<<<<

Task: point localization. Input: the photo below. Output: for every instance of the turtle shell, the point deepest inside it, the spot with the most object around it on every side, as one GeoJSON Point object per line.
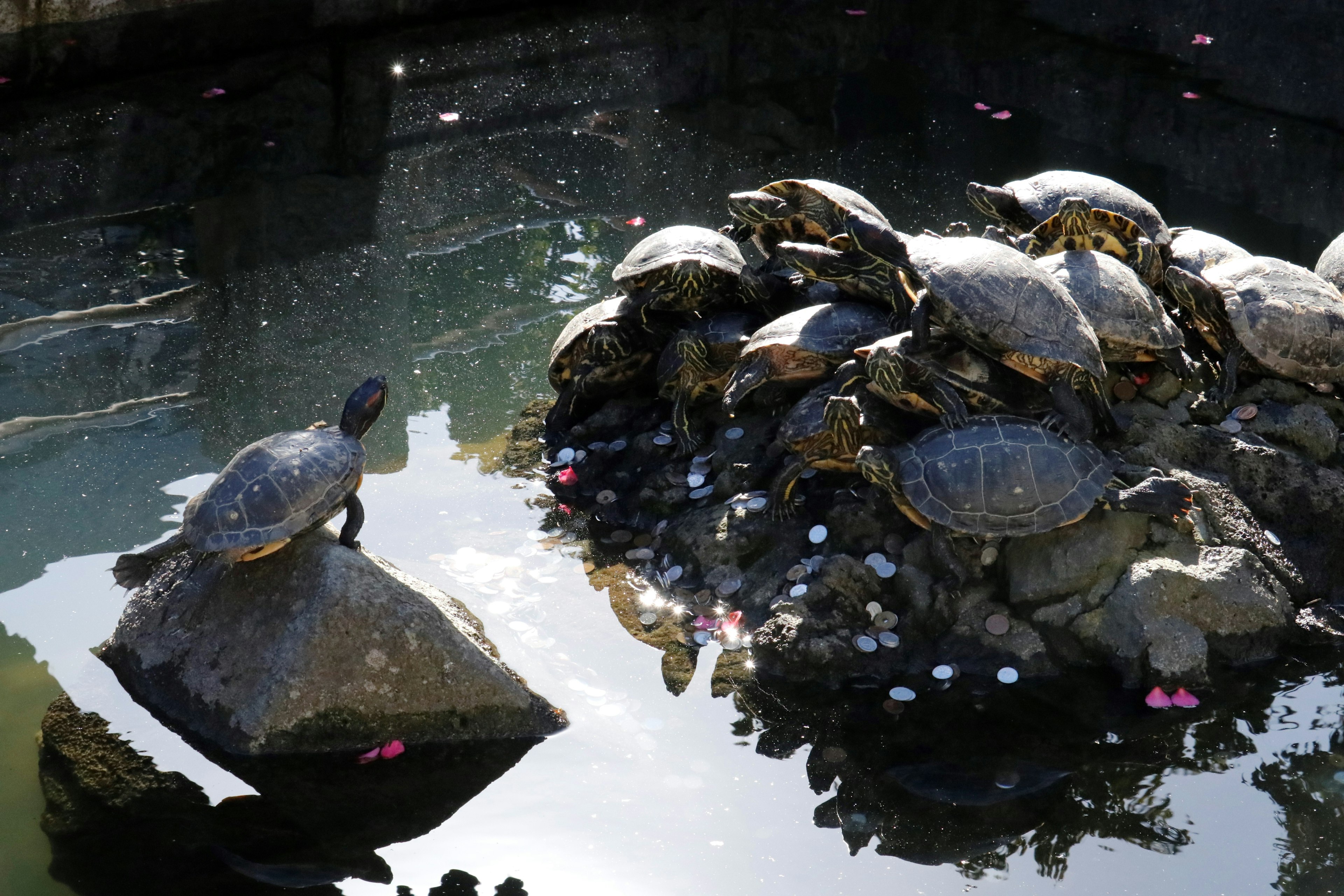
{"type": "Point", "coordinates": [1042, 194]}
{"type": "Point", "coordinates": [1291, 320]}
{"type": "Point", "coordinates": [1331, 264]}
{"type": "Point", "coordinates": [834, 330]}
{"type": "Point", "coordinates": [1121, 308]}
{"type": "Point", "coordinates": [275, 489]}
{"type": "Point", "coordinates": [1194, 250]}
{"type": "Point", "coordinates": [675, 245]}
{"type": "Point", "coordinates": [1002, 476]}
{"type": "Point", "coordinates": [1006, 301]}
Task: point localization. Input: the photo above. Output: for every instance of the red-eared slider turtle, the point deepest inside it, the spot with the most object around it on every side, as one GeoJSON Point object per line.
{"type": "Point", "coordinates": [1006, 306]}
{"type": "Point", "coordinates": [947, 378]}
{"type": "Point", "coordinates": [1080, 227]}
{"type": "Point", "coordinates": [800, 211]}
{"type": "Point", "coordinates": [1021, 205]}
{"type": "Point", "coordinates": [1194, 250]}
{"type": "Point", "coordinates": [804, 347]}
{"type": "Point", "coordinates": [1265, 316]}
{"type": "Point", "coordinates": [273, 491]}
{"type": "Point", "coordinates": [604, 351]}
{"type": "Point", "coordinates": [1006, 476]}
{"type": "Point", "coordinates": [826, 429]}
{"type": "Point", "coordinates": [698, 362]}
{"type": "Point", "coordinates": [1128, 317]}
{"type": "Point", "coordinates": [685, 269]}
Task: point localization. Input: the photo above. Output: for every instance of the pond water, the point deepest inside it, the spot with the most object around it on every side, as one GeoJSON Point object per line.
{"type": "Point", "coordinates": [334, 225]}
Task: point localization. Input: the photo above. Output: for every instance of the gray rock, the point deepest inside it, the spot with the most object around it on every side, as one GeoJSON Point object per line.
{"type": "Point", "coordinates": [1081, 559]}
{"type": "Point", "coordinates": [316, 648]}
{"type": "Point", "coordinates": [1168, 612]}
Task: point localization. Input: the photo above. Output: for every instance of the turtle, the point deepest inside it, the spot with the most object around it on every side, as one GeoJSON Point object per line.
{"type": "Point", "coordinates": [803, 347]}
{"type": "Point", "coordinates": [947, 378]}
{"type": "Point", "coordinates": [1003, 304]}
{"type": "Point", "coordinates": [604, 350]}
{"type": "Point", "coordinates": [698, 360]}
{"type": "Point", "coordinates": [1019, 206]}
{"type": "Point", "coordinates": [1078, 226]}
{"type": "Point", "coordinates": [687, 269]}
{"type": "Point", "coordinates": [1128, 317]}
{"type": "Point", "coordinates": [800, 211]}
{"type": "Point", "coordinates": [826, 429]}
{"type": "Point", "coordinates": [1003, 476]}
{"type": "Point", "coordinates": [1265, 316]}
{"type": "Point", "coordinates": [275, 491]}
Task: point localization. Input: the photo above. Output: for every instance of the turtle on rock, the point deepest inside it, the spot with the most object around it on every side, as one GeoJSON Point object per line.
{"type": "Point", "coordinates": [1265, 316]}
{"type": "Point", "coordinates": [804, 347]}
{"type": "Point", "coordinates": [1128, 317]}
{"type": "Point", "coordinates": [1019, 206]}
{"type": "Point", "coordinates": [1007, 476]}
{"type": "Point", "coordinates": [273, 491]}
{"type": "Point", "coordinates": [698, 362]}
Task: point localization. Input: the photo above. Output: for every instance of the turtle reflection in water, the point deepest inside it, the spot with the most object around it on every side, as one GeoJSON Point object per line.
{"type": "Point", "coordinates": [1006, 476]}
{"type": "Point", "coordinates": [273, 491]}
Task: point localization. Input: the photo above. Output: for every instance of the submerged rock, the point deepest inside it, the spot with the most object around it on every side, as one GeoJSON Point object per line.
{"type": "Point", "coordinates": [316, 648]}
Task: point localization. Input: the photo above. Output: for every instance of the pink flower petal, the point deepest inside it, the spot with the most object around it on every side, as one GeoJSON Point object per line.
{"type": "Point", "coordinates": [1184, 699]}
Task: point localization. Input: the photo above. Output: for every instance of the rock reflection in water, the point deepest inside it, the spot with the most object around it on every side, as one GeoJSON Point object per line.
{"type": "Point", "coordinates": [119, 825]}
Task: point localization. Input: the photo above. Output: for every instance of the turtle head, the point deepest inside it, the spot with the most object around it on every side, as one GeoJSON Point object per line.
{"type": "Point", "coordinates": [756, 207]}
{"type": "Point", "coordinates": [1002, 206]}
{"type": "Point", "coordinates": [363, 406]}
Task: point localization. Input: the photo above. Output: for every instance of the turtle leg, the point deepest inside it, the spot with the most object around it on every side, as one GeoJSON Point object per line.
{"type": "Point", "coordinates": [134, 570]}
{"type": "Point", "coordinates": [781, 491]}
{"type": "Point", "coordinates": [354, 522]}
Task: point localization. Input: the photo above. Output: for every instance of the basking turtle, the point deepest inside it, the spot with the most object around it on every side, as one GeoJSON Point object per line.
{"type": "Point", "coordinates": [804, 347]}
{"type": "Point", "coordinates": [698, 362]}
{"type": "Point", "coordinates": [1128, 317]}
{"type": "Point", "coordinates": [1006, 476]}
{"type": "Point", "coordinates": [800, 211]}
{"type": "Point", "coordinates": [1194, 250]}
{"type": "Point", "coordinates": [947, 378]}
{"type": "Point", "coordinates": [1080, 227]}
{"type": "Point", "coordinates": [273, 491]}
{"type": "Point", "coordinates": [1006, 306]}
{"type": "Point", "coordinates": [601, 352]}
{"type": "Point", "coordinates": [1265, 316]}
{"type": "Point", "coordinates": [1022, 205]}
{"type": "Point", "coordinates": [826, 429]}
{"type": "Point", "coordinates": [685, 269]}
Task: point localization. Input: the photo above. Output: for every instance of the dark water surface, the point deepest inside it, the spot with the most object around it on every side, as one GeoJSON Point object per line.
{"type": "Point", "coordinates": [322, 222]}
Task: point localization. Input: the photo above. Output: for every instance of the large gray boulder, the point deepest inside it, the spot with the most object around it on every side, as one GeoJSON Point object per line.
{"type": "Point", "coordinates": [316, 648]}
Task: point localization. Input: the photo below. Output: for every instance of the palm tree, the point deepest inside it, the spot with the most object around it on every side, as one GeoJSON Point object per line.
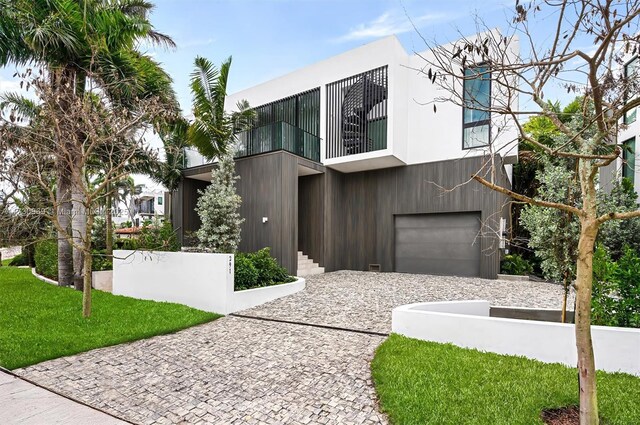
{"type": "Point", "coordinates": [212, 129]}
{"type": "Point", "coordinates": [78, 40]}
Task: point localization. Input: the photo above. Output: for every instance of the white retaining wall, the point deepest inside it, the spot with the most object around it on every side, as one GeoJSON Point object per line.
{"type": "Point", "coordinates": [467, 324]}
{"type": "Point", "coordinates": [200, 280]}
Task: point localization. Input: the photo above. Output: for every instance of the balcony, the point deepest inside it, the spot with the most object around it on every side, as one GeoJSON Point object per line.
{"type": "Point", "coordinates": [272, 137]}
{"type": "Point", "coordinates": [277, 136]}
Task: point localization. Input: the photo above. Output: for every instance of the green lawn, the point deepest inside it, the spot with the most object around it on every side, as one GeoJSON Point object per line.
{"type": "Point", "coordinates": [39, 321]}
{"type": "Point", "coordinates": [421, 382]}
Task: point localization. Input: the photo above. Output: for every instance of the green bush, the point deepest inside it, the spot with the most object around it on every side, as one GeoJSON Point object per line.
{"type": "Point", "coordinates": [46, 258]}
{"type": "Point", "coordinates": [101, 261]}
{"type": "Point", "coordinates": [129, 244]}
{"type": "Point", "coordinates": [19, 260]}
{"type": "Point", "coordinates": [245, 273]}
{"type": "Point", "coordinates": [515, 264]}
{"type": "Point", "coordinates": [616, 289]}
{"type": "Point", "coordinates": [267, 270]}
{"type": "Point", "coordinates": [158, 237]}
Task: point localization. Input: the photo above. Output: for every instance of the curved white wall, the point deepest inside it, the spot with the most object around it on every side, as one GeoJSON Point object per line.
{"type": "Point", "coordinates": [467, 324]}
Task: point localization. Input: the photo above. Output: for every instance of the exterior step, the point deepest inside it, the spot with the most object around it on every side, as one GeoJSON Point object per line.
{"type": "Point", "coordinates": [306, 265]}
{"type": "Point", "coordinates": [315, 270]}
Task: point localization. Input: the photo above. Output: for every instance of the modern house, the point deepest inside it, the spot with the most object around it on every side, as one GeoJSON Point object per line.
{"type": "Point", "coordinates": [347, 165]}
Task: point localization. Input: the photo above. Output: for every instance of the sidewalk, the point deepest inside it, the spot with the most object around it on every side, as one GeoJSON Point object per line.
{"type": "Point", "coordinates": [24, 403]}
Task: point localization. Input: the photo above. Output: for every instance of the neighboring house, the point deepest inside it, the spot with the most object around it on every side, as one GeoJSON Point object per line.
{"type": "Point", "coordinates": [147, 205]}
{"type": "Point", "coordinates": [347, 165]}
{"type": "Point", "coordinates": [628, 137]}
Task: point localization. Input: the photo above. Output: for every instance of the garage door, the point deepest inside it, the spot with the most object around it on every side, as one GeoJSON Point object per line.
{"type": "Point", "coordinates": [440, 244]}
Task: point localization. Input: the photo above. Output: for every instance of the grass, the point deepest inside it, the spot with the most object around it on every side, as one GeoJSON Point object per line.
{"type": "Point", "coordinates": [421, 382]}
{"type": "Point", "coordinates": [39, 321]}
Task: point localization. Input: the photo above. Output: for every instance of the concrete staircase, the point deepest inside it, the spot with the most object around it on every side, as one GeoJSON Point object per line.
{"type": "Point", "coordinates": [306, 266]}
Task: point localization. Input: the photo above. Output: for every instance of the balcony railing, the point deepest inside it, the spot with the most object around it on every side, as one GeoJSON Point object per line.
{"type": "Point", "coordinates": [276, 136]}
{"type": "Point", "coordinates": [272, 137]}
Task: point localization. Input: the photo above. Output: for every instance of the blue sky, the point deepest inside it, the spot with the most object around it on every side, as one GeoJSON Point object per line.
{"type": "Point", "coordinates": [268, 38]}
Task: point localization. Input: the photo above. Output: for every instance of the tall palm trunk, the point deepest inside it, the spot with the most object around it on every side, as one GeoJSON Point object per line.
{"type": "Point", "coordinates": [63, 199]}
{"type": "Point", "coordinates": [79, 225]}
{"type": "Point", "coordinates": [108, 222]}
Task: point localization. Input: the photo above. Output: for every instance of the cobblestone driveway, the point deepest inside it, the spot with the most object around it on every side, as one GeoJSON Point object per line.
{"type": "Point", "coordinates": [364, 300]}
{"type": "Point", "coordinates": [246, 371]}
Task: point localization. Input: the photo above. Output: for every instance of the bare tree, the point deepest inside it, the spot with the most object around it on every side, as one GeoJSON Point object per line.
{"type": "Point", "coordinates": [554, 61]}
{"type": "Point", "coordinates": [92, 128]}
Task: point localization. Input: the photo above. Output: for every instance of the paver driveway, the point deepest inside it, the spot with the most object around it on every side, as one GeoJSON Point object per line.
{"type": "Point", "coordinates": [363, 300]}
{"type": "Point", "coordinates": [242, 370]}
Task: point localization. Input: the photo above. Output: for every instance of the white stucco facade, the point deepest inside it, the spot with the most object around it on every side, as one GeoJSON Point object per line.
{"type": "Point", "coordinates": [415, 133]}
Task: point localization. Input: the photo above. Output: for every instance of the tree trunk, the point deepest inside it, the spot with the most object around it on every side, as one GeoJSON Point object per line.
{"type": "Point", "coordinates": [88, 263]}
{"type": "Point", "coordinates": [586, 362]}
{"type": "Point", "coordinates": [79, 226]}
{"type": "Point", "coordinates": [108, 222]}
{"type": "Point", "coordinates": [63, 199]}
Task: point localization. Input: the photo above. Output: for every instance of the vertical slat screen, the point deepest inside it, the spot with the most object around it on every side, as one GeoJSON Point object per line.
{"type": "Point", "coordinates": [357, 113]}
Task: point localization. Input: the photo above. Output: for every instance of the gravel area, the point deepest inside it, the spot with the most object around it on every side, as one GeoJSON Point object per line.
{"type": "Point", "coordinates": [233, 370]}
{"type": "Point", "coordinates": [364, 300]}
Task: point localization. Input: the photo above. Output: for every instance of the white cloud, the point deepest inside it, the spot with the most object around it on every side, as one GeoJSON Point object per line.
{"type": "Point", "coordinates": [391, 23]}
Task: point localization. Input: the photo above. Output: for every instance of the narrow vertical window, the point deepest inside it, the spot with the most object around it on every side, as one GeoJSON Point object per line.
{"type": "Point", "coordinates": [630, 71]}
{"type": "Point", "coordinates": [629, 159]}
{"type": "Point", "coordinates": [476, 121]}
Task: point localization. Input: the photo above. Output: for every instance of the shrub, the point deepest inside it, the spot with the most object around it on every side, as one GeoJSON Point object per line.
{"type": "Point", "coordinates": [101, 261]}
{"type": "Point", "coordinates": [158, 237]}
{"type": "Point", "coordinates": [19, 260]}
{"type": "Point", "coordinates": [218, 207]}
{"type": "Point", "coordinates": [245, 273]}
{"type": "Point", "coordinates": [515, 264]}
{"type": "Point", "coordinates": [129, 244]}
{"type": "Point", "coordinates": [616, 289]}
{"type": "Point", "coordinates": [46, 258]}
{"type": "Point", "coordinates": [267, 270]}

>>>>

Task statement: Your reply should be nothing but the lines from the one containing "the shrub, the" through the last line above, copied exactly; please include both ends.

The completed task:
Task: point localization. Input: the photo above. Output: for every instance of the shrub, the point deepest inside it, the spot with the most object around it on every side, as one GeoJSON Point object per line.
{"type": "Point", "coordinates": [101, 261]}
{"type": "Point", "coordinates": [158, 237]}
{"type": "Point", "coordinates": [19, 260]}
{"type": "Point", "coordinates": [218, 207]}
{"type": "Point", "coordinates": [245, 273]}
{"type": "Point", "coordinates": [515, 264]}
{"type": "Point", "coordinates": [129, 244]}
{"type": "Point", "coordinates": [616, 289]}
{"type": "Point", "coordinates": [46, 258]}
{"type": "Point", "coordinates": [267, 270]}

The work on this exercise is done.